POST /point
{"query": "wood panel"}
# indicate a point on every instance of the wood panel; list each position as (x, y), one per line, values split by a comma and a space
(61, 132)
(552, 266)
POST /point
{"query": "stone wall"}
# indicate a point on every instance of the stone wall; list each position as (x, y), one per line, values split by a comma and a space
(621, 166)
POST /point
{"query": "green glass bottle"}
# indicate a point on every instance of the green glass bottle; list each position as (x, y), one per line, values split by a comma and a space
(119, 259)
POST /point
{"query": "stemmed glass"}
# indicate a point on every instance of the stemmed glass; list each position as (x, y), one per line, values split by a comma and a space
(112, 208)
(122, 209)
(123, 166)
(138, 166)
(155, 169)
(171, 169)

### Directions:
Update the entries above: write out all their lines again with "indicate" changed to "mark" wherever it occurs, and leave everything else unchanged.

### Result of this task:
POST /point
{"query": "wood panel"}
# mark a point on every instance of the wood panel; list each position as (x, y), one per line, values split by a comma and a space
(61, 132)
(552, 266)
POST /point
{"query": "stone wall"}
# mark a point on every instance of the stone wall; list each position as (x, y), one per line, values split by a comma and a space
(621, 166)
POST /point
{"query": "green glass bottle"}
# mark a point on every instance of the green glass bottle; list each position as (x, y), one per line, values split by a comma and a space
(119, 259)
POST /point
{"query": "stemmed glass"}
# mark a point on every instance of the stemmed glass; list each position as (x, y), one per line, values split by a comma and a space
(112, 208)
(122, 209)
(123, 166)
(138, 166)
(155, 169)
(171, 169)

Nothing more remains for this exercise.